#### Consigne:
Relevez toutes les formes verbales conjuguées à la première personne du pluriel dans l'extrait ci-dessous.

#### Extrait du texte:
Les accords d’Abraham ont été mentionnés plus de 700 fois, et la haute technologie israélienne a été mentionnée 36 fois, a-t-il dit. « Nous avons mis en place une initiative appelée » mercredi israélien » : chaque mercredi, nous publions du contenu qui peut être partagé afin de promouvoir Israël. Lorsque nous formons une masse critique de personnes travaillant ensemble, nous produisons une différence significative. »
Q : Selon les grandes tendances, voyez-vous ces dernières années une amélioration ou une détérioration de la couverture ?

(Enregistrements de placement de points)
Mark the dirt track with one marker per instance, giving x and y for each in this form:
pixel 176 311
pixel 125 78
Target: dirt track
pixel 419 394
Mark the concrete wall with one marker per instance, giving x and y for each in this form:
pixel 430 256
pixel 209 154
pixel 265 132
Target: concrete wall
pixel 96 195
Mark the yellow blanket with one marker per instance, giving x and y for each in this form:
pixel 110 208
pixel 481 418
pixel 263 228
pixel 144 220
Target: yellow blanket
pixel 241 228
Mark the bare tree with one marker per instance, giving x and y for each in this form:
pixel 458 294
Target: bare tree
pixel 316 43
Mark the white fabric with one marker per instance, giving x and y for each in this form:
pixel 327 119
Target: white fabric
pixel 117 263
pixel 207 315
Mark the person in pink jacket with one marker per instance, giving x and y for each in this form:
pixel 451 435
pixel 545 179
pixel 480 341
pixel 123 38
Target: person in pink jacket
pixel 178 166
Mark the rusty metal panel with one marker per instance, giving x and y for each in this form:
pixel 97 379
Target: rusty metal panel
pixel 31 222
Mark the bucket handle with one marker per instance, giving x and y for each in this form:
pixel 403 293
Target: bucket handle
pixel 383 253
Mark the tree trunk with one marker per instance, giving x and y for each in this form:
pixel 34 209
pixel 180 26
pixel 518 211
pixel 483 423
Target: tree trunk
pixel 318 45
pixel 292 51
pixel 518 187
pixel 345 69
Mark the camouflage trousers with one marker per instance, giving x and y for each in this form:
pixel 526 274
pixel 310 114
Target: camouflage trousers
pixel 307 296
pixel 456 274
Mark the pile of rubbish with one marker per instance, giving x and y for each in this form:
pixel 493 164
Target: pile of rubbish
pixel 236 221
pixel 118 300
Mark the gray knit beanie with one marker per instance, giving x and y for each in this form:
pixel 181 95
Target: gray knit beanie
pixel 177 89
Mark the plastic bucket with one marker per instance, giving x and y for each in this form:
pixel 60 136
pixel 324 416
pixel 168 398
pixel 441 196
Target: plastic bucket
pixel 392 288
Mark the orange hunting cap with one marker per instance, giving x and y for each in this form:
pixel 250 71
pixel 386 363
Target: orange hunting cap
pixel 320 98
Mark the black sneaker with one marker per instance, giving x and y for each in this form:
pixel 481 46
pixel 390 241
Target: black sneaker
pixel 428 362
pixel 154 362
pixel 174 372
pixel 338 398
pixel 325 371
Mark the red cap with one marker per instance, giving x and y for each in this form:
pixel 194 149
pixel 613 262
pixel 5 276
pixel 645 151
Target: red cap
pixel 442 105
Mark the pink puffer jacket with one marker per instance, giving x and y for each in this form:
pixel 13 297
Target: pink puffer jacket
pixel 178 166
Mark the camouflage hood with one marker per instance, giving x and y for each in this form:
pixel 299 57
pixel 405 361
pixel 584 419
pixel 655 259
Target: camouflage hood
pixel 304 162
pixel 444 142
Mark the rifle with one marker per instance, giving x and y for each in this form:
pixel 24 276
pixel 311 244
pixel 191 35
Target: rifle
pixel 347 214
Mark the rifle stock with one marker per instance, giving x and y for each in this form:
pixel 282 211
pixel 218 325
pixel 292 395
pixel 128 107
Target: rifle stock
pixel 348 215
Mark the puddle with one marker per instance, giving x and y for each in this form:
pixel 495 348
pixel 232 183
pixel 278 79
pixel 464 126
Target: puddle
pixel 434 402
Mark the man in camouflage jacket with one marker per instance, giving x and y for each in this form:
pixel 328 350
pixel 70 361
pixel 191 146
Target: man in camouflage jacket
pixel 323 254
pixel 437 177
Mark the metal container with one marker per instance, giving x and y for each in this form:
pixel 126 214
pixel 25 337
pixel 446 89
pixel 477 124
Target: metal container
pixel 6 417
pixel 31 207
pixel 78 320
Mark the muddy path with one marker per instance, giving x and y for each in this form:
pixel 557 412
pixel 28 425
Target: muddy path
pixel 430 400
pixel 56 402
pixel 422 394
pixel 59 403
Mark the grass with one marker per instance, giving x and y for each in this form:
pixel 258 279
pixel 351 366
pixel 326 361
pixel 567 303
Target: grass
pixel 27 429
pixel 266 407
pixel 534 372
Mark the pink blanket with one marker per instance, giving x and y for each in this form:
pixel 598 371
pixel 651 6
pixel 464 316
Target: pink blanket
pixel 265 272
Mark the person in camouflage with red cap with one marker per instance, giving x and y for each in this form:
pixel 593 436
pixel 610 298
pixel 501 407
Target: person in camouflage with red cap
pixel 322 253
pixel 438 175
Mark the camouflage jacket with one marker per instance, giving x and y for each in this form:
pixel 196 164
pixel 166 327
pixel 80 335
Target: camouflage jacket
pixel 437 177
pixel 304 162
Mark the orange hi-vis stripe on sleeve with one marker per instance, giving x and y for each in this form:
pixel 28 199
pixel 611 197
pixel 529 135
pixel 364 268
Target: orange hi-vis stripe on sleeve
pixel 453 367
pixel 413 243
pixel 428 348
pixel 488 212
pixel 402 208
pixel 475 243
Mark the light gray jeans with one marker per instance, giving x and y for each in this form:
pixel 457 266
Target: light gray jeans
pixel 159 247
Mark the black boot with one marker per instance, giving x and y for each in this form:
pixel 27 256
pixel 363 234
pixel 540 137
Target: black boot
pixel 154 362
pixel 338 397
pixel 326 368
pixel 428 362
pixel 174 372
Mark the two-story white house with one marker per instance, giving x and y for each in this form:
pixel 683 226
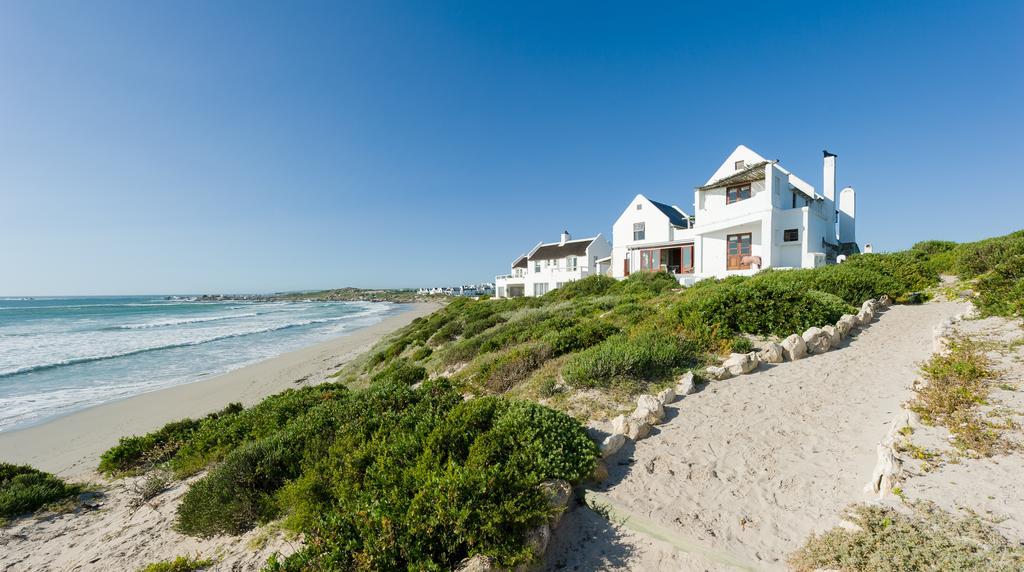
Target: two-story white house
pixel 751 214
pixel 651 235
pixel 550 265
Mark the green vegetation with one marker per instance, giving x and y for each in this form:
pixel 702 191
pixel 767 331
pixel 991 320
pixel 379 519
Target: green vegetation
pixel 956 385
pixel 996 264
pixel 928 538
pixel 24 489
pixel 180 564
pixel 423 452
pixel 383 478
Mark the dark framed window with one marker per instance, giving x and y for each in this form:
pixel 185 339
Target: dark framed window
pixel 736 193
pixel 737 248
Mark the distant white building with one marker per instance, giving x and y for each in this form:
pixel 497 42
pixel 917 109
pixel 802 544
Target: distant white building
pixel 551 265
pixel 751 214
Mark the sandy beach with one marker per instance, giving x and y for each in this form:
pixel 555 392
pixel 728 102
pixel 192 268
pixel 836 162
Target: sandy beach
pixel 71 445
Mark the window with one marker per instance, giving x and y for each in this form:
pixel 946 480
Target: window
pixel 737 193
pixel 649 260
pixel 738 246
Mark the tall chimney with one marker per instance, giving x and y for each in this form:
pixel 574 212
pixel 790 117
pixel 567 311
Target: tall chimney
pixel 828 178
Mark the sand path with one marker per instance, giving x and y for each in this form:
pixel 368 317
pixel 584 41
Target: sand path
pixel 743 471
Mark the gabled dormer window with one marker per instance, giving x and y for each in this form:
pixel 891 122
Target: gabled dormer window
pixel 736 193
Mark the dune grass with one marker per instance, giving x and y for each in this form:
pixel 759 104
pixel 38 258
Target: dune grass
pixel 927 538
pixel 24 490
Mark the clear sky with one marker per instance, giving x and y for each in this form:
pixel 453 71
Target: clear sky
pixel 195 146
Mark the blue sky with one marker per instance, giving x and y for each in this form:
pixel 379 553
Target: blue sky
pixel 229 146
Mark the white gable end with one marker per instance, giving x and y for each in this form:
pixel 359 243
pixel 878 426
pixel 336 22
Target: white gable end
pixel 741 152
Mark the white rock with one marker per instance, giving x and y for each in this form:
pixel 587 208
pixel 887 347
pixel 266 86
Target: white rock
pixel 864 317
pixel 558 493
pixel 847 321
pixel 611 444
pixel 835 338
pixel 716 372
pixel 740 363
pixel 649 409
pixel 888 471
pixel 685 384
pixel 478 563
pixel 794 348
pixel 631 428
pixel 817 341
pixel 538 539
pixel 771 353
pixel 667 395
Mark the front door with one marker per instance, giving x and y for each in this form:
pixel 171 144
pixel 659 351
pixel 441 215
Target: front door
pixel 738 247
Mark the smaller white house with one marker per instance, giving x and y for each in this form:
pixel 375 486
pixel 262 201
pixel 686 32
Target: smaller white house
pixel 652 236
pixel 551 265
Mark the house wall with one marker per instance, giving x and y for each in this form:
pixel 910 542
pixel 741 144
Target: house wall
pixel 657 229
pixel 712 257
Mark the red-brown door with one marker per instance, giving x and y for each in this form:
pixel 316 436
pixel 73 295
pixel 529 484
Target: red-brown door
pixel 737 247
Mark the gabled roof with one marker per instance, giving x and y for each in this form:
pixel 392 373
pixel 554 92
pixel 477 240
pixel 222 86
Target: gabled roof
pixel 554 251
pixel 675 217
pixel 750 174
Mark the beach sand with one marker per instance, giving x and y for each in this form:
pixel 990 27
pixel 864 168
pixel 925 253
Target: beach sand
pixel 71 445
pixel 743 471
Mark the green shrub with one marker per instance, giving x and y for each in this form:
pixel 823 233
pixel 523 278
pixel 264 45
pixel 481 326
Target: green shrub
pixel 24 489
pixel 400 370
pixel 647 355
pixel 138 453
pixel 428 486
pixel 1000 292
pixel 421 353
pixel 591 286
pixel 580 336
pixel 239 492
pixel 503 370
pixel 974 259
pixel 180 564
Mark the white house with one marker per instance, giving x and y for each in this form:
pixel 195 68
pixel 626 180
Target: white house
pixel 553 264
pixel 751 214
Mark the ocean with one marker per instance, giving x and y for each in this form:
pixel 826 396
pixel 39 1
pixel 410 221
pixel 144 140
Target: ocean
pixel 61 354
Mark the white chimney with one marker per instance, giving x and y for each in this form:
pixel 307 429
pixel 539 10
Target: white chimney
pixel 847 215
pixel 828 176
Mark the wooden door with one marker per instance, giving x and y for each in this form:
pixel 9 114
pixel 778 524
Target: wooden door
pixel 738 246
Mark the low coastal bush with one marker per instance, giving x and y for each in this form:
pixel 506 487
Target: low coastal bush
pixel 630 360
pixel 180 564
pixel 389 477
pixel 24 489
pixel 771 306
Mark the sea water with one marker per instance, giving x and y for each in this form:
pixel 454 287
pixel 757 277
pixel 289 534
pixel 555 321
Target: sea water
pixel 61 354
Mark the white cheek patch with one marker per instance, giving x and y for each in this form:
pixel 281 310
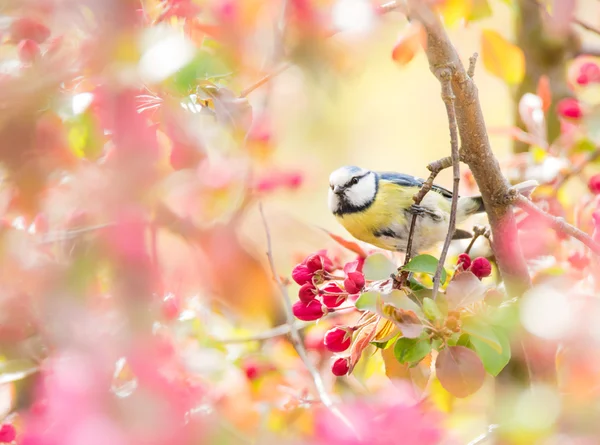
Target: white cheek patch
pixel 334 201
pixel 363 192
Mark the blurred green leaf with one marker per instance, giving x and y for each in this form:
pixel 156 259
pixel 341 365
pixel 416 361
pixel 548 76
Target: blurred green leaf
pixel 83 137
pixel 378 267
pixel 368 301
pixel 584 145
pixel 204 66
pixel 425 264
pixel 384 344
pixel 412 350
pixel 400 300
pixel 431 310
pixel 460 371
pixel 493 361
pixel 477 328
pixel 480 9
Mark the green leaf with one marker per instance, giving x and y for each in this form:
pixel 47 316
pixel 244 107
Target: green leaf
pixel 85 141
pixel 378 267
pixel 384 344
pixel 480 9
pixel 411 350
pixel 477 328
pixel 493 361
pixel 584 145
pixel 425 264
pixel 204 66
pixel 430 309
pixel 464 340
pixel 400 300
pixel 368 301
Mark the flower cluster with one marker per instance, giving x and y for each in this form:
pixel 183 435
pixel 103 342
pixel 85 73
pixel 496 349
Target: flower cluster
pixel 321 292
pixel 480 267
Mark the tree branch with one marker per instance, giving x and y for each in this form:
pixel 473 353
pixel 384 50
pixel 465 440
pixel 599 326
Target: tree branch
pixel 445 77
pixel 295 335
pixel 476 150
pixel 435 168
pixel 558 224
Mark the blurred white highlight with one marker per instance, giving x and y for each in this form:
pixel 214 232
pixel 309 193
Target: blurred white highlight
pixel 546 313
pixel 352 15
pixel 537 408
pixel 165 51
pixel 81 102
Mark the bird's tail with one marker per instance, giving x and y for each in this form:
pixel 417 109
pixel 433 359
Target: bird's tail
pixel 470 205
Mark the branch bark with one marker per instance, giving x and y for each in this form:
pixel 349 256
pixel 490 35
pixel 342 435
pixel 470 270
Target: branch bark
pixel 476 151
pixel 558 224
pixel 445 77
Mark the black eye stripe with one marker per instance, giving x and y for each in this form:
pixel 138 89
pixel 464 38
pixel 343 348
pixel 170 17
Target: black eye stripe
pixel 355 178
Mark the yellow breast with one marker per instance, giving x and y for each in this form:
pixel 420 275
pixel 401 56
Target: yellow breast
pixel 386 211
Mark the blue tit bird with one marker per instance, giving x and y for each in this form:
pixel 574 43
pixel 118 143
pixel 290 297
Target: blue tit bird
pixel 377 208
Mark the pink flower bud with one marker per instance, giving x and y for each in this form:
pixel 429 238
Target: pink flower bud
pixel 354 282
pixel 28 28
pixel 327 262
pixel 7 433
pixel 313 310
pixel 481 267
pixel 341 366
pixel 28 50
pixel 594 184
pixel 338 339
pixel 579 261
pixel 314 263
pixel 301 274
pixel 588 72
pixel 307 292
pixel 333 295
pixel 465 260
pixel 569 108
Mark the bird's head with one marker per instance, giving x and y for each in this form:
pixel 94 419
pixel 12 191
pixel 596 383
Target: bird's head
pixel 351 189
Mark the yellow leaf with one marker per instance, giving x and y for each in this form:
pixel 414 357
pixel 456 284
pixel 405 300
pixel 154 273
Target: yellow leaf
pixel 393 368
pixel 409 44
pixel 441 398
pixel 538 153
pixel 454 11
pixel 502 58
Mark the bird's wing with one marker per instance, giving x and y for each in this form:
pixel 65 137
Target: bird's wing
pixel 412 181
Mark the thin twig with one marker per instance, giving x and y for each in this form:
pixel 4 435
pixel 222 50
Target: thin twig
pixel 265 79
pixel 295 335
pixel 484 436
pixel 590 157
pixel 558 224
pixel 269 334
pixel 586 26
pixel 435 168
pixel 445 76
pixel 477 232
pixel 472 64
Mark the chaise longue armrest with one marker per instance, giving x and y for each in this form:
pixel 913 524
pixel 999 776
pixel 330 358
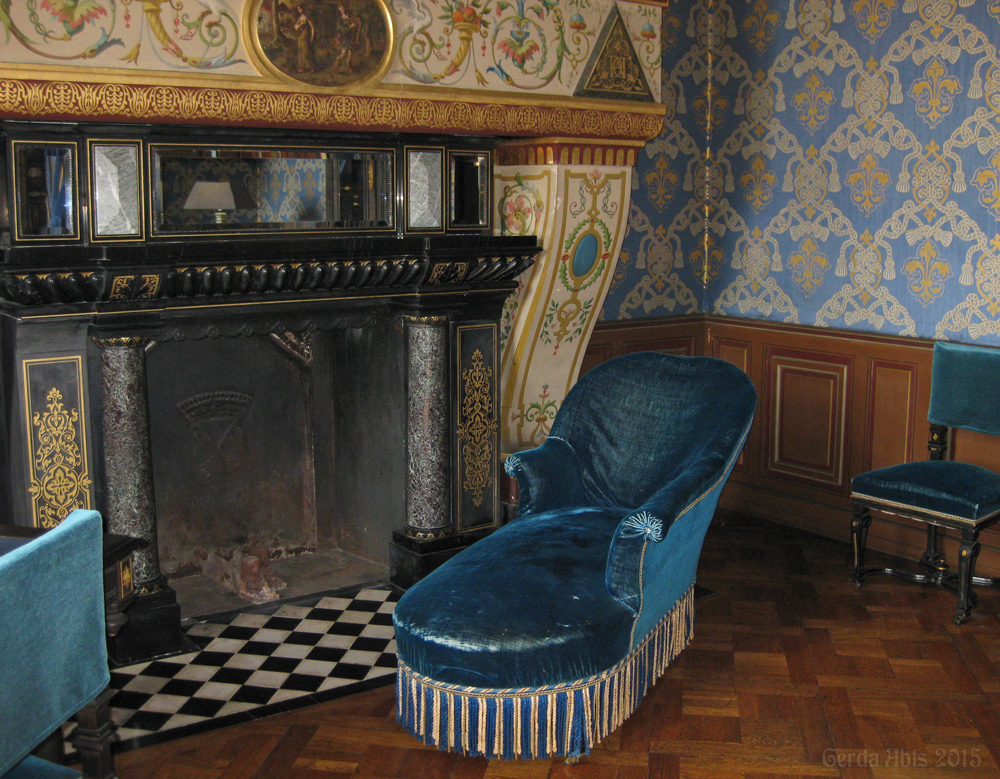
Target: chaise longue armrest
pixel 548 477
pixel 681 502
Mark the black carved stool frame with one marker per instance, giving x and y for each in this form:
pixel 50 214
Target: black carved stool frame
pixel 932 567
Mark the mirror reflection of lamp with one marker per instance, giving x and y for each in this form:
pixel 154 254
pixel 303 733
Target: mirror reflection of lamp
pixel 220 197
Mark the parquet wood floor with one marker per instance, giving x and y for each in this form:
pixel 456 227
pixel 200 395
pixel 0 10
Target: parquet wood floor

#### Réponse:
avons mis, publions, formons, produisons